Document text:
--- START ---

Live album by Isis
- Released: December 8, 2009
- Recorded: July 23, 2006
- Genre: Post-metal, sludge Metal
- Length: 67:02
- Label: Self-released Viva Hate Records (vinyl) (VHR018)
- Producer: Justin Broadrick

Isis chronology
| Wavering Radiant (2009) | Live V (2009) | Melvins / Isis (2010) |

= Live V =

Live V is Isis's fifth live release. This live album is unique for Isis in that it is a soundboard recording taken from a single live performance. The show was performed on July 23, 2006, at Koko's in London for All Tomorrow's Parties' Don't Look Back series of concerts, where artists are invited to perform one of their albums in its entirety. Isis were asked to perform Oceanic.

As with the rest of the live series, the CD version was self-released, while the album was released on vinyl by Viva Hate Records. Along with all Isis' other live albums, it is set to be re-released on July 26, 2011 in digital format, almost a full year after Isis' dissolution. It marks the fifth and final of the series released to a fortnightly schedule.

--- END ---

Listing:
--- START ---

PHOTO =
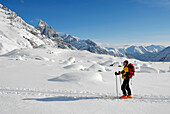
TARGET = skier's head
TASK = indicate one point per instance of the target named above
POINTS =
(125, 63)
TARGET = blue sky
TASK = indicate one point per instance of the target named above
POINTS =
(105, 21)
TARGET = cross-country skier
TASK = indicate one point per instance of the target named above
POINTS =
(125, 86)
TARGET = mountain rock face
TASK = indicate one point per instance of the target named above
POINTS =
(163, 55)
(46, 30)
(138, 52)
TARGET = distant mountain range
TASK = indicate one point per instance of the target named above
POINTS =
(139, 52)
(15, 33)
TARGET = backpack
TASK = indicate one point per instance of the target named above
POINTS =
(131, 70)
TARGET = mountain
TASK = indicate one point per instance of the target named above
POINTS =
(138, 52)
(15, 33)
(163, 55)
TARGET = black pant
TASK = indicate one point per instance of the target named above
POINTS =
(125, 86)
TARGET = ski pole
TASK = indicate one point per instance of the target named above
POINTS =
(116, 87)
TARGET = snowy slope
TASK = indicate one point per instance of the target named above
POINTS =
(43, 81)
(15, 33)
(163, 55)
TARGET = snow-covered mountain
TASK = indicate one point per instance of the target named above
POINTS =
(163, 55)
(138, 52)
(15, 33)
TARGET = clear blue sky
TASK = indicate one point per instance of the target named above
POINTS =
(106, 21)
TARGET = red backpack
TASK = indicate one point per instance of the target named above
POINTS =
(131, 70)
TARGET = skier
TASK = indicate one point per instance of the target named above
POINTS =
(125, 75)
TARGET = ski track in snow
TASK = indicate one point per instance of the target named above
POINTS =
(79, 95)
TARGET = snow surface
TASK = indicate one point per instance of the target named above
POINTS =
(44, 86)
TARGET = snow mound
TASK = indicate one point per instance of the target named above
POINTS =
(74, 67)
(96, 67)
(79, 77)
(148, 70)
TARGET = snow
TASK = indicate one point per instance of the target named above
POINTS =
(74, 67)
(38, 78)
(96, 68)
(79, 77)
(41, 86)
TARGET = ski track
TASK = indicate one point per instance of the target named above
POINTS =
(81, 95)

--- END ---

What to produce:
In the text about the Live V album, which album were Isis asked to perform in full at the London show?

Expected answer:
Oceanic